### Request:
Reproduce the lines below, replacing "coords" with "coordinates" everywhere it appears and leaving everything else unchanged.

### Exercise inputs:

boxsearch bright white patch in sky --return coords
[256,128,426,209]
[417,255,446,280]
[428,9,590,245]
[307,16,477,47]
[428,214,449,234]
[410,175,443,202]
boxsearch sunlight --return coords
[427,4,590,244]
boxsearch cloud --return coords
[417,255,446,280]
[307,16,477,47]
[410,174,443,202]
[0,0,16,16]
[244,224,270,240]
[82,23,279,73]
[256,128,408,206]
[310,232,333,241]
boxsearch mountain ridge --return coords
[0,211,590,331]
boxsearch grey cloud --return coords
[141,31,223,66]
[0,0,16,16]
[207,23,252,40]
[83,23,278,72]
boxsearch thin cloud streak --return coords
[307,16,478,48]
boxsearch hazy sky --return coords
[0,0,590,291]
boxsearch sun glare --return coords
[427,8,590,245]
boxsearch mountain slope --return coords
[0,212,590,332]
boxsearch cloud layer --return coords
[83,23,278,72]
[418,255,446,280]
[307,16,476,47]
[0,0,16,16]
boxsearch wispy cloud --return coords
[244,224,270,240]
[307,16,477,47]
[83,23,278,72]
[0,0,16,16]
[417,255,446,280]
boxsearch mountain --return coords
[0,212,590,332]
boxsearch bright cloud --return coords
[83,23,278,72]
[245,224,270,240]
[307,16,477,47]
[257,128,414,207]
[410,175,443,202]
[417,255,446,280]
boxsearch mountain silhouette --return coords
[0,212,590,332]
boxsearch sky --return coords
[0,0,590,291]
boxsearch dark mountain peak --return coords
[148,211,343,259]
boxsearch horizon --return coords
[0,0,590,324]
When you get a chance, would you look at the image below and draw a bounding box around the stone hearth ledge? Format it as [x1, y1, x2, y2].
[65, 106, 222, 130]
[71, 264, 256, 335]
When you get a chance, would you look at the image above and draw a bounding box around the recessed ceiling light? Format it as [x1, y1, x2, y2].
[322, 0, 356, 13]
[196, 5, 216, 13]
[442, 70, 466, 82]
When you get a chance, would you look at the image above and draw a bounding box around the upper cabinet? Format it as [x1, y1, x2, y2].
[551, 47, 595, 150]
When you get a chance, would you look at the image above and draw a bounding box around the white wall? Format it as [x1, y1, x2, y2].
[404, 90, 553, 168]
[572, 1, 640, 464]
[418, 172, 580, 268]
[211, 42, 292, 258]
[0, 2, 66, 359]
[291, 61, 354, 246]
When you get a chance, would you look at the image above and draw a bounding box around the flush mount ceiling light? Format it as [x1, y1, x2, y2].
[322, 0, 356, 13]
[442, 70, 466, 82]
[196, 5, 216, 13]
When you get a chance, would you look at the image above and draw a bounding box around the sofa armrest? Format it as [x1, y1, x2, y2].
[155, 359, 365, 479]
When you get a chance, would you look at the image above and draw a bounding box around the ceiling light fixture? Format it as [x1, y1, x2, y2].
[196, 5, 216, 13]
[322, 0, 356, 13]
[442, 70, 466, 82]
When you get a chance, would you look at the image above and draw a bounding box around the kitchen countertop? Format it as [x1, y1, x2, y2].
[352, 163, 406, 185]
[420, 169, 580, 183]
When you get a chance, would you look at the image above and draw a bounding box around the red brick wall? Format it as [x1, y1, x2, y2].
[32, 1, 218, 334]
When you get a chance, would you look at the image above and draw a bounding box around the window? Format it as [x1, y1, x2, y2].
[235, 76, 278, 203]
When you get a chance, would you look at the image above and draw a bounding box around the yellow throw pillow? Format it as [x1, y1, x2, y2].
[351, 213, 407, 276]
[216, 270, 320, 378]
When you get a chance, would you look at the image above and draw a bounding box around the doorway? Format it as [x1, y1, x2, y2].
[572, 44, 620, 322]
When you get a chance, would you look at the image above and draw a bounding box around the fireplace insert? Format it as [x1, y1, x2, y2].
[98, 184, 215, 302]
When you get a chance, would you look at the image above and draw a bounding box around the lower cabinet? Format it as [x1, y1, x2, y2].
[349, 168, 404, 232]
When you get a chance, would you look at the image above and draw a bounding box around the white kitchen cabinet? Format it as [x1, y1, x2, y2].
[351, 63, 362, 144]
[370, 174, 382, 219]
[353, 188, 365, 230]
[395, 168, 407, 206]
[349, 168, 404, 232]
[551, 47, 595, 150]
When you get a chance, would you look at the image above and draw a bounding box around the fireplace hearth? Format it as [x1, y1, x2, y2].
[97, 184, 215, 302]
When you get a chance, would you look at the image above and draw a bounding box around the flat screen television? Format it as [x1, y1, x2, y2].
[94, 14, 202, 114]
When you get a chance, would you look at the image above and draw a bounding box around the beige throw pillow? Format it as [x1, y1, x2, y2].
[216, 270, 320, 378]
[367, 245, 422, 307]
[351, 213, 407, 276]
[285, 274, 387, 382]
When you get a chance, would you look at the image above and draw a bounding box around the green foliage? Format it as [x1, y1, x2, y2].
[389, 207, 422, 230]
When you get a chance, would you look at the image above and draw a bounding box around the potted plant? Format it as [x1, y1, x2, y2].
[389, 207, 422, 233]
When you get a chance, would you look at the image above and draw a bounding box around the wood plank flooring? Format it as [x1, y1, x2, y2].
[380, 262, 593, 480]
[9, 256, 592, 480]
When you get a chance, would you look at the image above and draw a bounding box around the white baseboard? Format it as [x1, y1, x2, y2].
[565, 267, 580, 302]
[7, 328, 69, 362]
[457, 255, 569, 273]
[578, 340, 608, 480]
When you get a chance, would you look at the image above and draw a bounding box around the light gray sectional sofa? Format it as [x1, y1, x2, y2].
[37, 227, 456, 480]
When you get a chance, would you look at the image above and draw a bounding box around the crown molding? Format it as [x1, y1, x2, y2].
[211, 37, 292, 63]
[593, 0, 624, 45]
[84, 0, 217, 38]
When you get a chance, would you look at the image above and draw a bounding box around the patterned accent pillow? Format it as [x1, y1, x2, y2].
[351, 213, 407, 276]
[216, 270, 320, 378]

### Response to this task:
boxsearch bright white patch in sky --return coordinates
[256,128,426,209]
[417,255,446,280]
[428,9,590,245]
[307,16,477,47]
[428,214,449,234]
[410,175,443,202]
boxsearch sunlight --return coordinates
[427,4,590,244]
boxsearch cloud --return coordinates
[417,255,446,280]
[307,16,477,47]
[410,174,443,202]
[0,0,16,16]
[244,224,270,240]
[82,23,279,73]
[256,128,408,206]
[310,232,333,241]
boxsearch mountain ridge --return coordinates
[0,211,590,331]
boxsearch grey cloud --return coordinates
[141,31,223,66]
[0,0,16,16]
[207,23,252,40]
[83,23,278,72]
boxsearch thin cloud streak --return coordinates
[307,16,478,48]
boxsearch hazy sky --return coordinates
[0,0,590,291]
boxsearch sun glare --return coordinates
[427,8,590,245]
boxsearch mountain slope --return coordinates
[0,212,590,332]
boxsearch cloud layer --return coordinates
[83,23,278,72]
[418,255,446,280]
[307,16,476,47]
[0,0,16,16]
boxsearch wispy cloud --return coordinates
[244,224,270,240]
[307,16,477,47]
[83,23,278,72]
[0,0,16,16]
[417,255,446,280]
boxsearch mountain --return coordinates
[0,212,590,332]
boxsearch bright cloud --return coordinates
[83,23,278,72]
[245,224,270,240]
[307,16,477,47]
[257,128,414,207]
[410,175,443,202]
[417,255,446,280]
boxsearch mountain silhouette --return coordinates
[0,212,590,332]
boxsearch sky --return coordinates
[0,0,590,291]
boxsearch dark mountain peak --return coordinates
[148,211,343,259]
boxsearch horizon --return coordinates
[0,0,590,324]
When you get a chance, would you look at the image below and draw a bounding box around the stone hearth ledge? Format it as [x1, y1, x2, y2].
[65, 106, 222, 130]
[71, 264, 256, 335]
When you get a chance, would you look at the image above and draw a bounding box around the recessed ceiling light? Format it as [x1, y1, x2, y2].
[322, 0, 356, 13]
[196, 5, 216, 13]
[442, 70, 466, 82]
When you get a chance, would you look at the image above and draw a bounding box around the upper cabinet? Format it as [x1, y1, x2, y2].
[551, 47, 595, 150]
When you get a chance, would you look at the image above and draw a bounding box around the white wall? Format it as [x1, y1, x2, y2].
[404, 90, 553, 168]
[572, 1, 640, 464]
[418, 172, 580, 268]
[211, 42, 292, 258]
[0, 2, 66, 359]
[291, 61, 354, 246]
When you get a chance, would you look at the image above and draw a bounding box around the flush mount ceiling light? Format it as [x1, y1, x2, y2].
[322, 0, 356, 13]
[442, 70, 466, 82]
[196, 5, 216, 13]
When you get a chance, would you look at the image above and draw a bounding box around the sofa armrest? Format it as [x1, y1, x2, y2].
[155, 359, 365, 479]
When you get a chance, would you look at the image above and draw a bounding box around the ceiling light fixture? Format it as [x1, y1, x2, y2].
[196, 5, 216, 13]
[322, 0, 356, 13]
[442, 70, 466, 82]
When you get a chance, would you look at the image above and draw a bounding box around the kitchen countertop? Format it as [x1, y1, x2, y2].
[352, 163, 406, 185]
[420, 169, 580, 183]
When you get a chance, would you look at the image above and draw a bounding box around the red brick wall? Format it as [x1, y1, x2, y2].
[32, 1, 218, 334]
When you get a chance, would you look at the image above and draw a bounding box around the window? Format it as [x1, y1, x2, y2].
[235, 76, 278, 203]
When you get a chance, would you look at the image above and draw a bounding box around the yellow throw pillow? Format it as [x1, y1, x2, y2].
[351, 213, 407, 276]
[216, 270, 320, 378]
When you get a chance, would you look at the image above and draw a bounding box around the doorway? Format it as [x1, y1, x2, y2].
[572, 44, 620, 322]
When you get a chance, would you look at the image above and draw a bounding box around the fireplace insert? Format it as [x1, y1, x2, y2].
[98, 184, 215, 302]
When you get a chance, would you look at the image above and draw a bounding box around the lower cabinet? Format it as [x1, y1, x2, y2].
[349, 168, 404, 232]
When you get a chance, would you look at the image above and draw a bounding box around the white kitchen cabinet? Format it as [x1, y1, x2, y2].
[351, 63, 362, 144]
[370, 174, 382, 219]
[353, 188, 365, 230]
[395, 168, 407, 206]
[349, 168, 404, 232]
[551, 47, 595, 150]
When you get a chance, would you look at the image above and draw a bounding box around the fireplace hearth? Format it as [x1, y1, x2, y2].
[97, 184, 215, 302]
When you get a chance, would you look at the image above and draw a bounding box around the flat screen television? Format it as [x1, y1, x2, y2].
[94, 14, 202, 114]
When you get a chance, would you look at the image above and draw a bounding box around the beige throw pillow? Format it as [x1, y1, x2, y2].
[216, 270, 320, 378]
[367, 245, 422, 307]
[351, 213, 407, 276]
[285, 274, 387, 382]
When you get a chance, would you look at the image above and draw a bounding box around the green foliage? Format it as [x1, y1, x2, y2].
[389, 207, 422, 230]
When you get a chance, would you look at the image above and draw a bounding box around the potted plant? Format it as [x1, y1, x2, y2].
[389, 207, 422, 233]
When you get a chance, would you look at the image above and draw a bounding box around the wood plank flooring? Format it as [x1, y1, x2, y2].
[380, 262, 593, 480]
[9, 256, 592, 480]
When you get a chance, would you look at the image above and draw a bounding box around the white baseboard? Format it as [x1, y1, x2, y2].
[565, 267, 580, 302]
[7, 328, 69, 362]
[457, 255, 569, 273]
[578, 340, 608, 480]
When you get a chance, would you look at the image above and draw a bounding box around the light gray sectional sofa? Format it as [x1, y1, x2, y2].
[37, 227, 456, 480]
When you get a chance, would you look at the image above and draw a bounding box around the crown molding? Format it as [x1, y1, x2, y2].
[211, 37, 292, 63]
[593, 0, 624, 45]
[84, 0, 217, 38]
When you get a chance, would you look at the image above and draw a bounding box around the patterned accent pillow? Format it as [x1, y1, x2, y2].
[351, 213, 407, 276]
[216, 270, 320, 378]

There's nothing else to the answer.